Rows:
— START —
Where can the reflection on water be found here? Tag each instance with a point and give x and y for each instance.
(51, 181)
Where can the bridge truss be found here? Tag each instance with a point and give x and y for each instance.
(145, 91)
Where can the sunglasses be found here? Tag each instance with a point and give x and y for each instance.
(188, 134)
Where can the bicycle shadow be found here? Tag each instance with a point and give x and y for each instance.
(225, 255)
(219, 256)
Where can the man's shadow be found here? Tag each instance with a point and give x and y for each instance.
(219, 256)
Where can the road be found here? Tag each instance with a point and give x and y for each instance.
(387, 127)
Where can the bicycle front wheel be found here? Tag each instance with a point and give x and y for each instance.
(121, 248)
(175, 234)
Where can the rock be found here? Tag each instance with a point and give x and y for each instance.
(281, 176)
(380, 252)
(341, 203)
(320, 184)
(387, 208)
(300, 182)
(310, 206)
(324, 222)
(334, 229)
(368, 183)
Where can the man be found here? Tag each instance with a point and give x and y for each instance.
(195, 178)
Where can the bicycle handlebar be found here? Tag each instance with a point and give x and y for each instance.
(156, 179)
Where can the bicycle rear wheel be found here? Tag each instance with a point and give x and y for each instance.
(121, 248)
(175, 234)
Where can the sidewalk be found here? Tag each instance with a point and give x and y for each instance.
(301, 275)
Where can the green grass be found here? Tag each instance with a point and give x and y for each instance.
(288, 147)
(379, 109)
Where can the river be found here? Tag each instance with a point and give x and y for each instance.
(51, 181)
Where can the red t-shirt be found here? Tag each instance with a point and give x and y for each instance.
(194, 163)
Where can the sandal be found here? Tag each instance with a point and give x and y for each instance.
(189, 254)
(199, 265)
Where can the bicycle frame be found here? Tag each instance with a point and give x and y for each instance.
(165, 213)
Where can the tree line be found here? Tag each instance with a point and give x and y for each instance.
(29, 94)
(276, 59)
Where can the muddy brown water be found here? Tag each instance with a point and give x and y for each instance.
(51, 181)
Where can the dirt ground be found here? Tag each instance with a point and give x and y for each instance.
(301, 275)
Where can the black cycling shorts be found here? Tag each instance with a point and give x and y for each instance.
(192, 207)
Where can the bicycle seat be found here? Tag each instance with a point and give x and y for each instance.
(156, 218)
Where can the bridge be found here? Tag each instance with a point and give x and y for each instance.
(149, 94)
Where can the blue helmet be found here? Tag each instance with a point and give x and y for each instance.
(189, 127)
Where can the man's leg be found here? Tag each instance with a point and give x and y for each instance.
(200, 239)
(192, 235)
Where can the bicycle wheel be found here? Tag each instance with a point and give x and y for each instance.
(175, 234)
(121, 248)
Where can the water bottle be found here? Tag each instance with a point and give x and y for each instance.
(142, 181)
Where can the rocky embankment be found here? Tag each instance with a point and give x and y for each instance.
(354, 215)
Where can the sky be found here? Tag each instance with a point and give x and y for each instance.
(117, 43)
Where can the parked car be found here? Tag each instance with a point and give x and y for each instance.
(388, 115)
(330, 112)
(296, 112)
— END —
Challenge:
Repeat precisely the lines of the data starting at the one containing "Where can the man's leg", last line included.

The response:
Where can the man's leg be found here? Tag each instance with a point and give x and y for each instance.
(200, 239)
(192, 235)
Where can the bicycle wheel be found here? Tag each instance with a point and give x and y for each instance.
(175, 234)
(121, 248)
Where can the water bottle be found here? Tag each instance with a point and give x and y for each instance.
(142, 181)
Where can the rocky embankment be found here? Tag each instance with a point and give x and y for each instance.
(354, 215)
Where can the sky be found here? Tag each instance with a point and give x and y for each instance.
(117, 43)
Where can the parked car be found here? Tag each instance with a point and give x and y for each instance.
(388, 115)
(330, 112)
(296, 112)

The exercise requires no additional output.